*** Opening of Document text ***
Telles is not just one of the exhibition's artists but its curator. The invitational show includes 12 artists from the Southwest region of the United States. While Telles didn't require a theme, all of the artists are people of color, and his intent was to help move them closer to the center of the map on which they've been marginalized historically or, perhaps, to establish a center of their own.

"The first iteration of this is happening right now in Albuquerque," says Telles, who co-curated the broader, Albuquerque iteration of the exhibit with San Diego, California-based artist Ricardo Islas and Rigoberto Luna, founder of Presa House Gallery in San Antonio, Texas. "They got their constituents from where they live. I knew people here in New Mexico, Colorado, Arizona, and L.A. We invited the Texas artists that Rigo works with. It was a big collaboration. We'd been planning it for more than a year."

Pull Quote

The Albuquerque exhibit, titled Son de Allá y Son de Acá (They are from There and They are from Here), is in four venues: El Chante: Casa de Cultura (804 Park Ave. SW, 505-400-3635, elchantecasadecultura.org); Exhibit/208 (208 Broadway Blvd. SE, 505-450-6884, exhibit208.com); Tortuga Gallery (901 Edith Blvd SE, 505-948-8840, tortugagallery.org); and the South Broadway Cultural Center (1025 Broadway Blvd SE, 505-848-1320, cabq.gov/artsculture/south-broadway-cultural-center). It includes work by approximately 60 artists.

"It's just to bring awareness to the contemporary brown maker here in the Southwest and in New Mexico," Telles says. "I feel that oftentimes they go overlooked or get pushed to the side. There's not a value being assigned to these creators. The whole point was to bring these communities together."

The artists exhibiting at Hecho Gallery include Sabrina Zarco, Augustine Romero, Yvonne Vazquez, Frank Zamora, and Jocelyn Lorena Salaz. Zarco is an autistic, ChicanIndian, and queer femme artist who works primarily in fiber arts. Zamora, who, like Telles, is a frequent exhibitor at the annual Spanish Market in Santa Fe, is an artist who adapts Spanish Colonial themes to a more contemporary style. Vazquez, who is Zamora's niece, also has work in the show. She works in the medium of colcha embroidery, and her work is on the theme of Chicana identity and experiences. Lorena Salaz paints retablos, marrying traditional themes of spirituality, community, and place to contemporary subject matter.
*** Close of Document text ***
*** Opening of Information given ***
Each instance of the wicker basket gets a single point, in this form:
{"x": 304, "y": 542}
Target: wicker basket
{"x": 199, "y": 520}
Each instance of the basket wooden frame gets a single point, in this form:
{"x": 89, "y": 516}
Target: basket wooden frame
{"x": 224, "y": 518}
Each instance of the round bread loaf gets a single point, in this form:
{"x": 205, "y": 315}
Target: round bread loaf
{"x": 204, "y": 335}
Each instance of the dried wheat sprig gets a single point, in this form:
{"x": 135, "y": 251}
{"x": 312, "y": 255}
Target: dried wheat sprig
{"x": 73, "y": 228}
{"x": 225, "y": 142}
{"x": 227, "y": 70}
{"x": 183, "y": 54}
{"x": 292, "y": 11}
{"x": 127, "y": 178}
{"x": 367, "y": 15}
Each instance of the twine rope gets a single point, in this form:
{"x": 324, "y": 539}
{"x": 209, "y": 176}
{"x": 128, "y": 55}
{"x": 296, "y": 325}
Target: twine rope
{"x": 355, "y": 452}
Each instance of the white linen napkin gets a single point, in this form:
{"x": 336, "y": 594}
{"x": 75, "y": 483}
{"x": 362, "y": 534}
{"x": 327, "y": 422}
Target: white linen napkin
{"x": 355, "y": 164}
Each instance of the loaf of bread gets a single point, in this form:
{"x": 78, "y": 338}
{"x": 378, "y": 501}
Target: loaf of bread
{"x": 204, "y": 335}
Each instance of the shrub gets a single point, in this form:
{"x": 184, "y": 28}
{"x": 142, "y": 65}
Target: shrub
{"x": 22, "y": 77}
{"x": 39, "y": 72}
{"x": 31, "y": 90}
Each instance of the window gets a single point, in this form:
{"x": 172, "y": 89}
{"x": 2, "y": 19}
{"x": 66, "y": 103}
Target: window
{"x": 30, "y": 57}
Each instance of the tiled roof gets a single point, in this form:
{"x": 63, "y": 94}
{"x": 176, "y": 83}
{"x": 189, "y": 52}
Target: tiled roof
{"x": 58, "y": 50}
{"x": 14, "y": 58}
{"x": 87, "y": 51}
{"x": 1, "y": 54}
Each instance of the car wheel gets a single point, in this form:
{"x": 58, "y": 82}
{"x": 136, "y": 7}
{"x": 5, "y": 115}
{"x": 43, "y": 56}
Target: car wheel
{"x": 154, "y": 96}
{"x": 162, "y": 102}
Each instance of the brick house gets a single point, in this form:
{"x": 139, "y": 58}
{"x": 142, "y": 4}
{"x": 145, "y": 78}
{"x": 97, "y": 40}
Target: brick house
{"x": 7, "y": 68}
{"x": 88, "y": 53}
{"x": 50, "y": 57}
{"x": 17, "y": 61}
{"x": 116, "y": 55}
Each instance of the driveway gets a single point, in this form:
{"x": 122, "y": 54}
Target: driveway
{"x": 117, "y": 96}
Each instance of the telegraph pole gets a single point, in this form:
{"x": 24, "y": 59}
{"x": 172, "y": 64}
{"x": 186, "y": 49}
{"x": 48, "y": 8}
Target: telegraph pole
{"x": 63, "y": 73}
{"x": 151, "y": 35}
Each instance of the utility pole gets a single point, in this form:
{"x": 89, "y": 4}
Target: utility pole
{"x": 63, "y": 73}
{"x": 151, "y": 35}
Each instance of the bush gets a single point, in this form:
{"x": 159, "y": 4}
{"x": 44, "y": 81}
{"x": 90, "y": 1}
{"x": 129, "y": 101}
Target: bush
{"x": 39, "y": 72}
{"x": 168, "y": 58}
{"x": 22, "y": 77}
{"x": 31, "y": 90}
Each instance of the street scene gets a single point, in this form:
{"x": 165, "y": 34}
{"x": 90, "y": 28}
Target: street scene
*** Close of Information given ***
● **Work instruction 1**: Can you transcribe the exhibition article, beginning at the words "The Albuquerque exhibit, titled" and stopping after "approximately 60 artists."?
● **Work instruction 2**: What comes next in the exhibition article? Write the following part, picking up after its last sentence.
The items above were drawn from a separate source.

● **Written reply 1**:
The Albuquerque exhibit, titled Son de Allá y Son de Acá (They are from There and They are from Here), is in four venues: El Chante: Casa de Cultura (804 Park Ave. SW, 505-400-3635, elchantecasadecultura.org); Exhibit/208 (208 Broadway Blvd. SE, 505-450-6884, exhibit208.com); Tortuga Gallery (901 Edith Blvd SE, 505-948-8840, tortugagallery.org); and the South Broadway Cultural Center (1025 Broadway Blvd SE, 505-848-1320, cabq.gov/artsculture/south-broadway-cultural-center). It includes work by approximately 60 artists.

● **Written reply 2**:
"The theme, really, was just bring your A-game and show the work that best represents who you are as a creator at the moment," Telles says. "That was it."

Among his own works, Telles is including his quirky but symbolic Mi Amigo The Pigeon (2021), a mixed-media painting depicting a man in a black T-shirt bearing the word "VECINOS" (neighbors). His face is masked by a piñata headdress in the shape of a burro's head. A pigeon, perched on his right shoulder, is adorned by seven festive cones, which Telles included as a reference to the seven blades traditionally depicted piercing the breast of Nuestra Señora de los Dolores (Our Lady of Sorrows). He based the pigeon's headdress on the colorful nine-pointed star motif, which is a prevalent piñata design.

The masked figure and his little companion bear elements reflecting cultural traditions intimately connected to the Hispanic Southwest, as well as traditions carried over from Mexico and, before that, from Spain.

"When the pandemic first hit, I had a show at Hecho a Mano. It was supposed to be a solo show. I didn't get to where I am on my own, so I asked people whose work inspired me to collaborate with me. The idea was that we're all neighbors in this community."

To emphasize the importance of the word in relation to a community of Black, Indigenous and people of color (BIPOC) artists, Telles made T-shirts, like the one in Mi Amigo The Pigeon, and gifted them to the participating artists.

"We're neighbors. And if we're going to be neighbors, we're going to be good neighbors."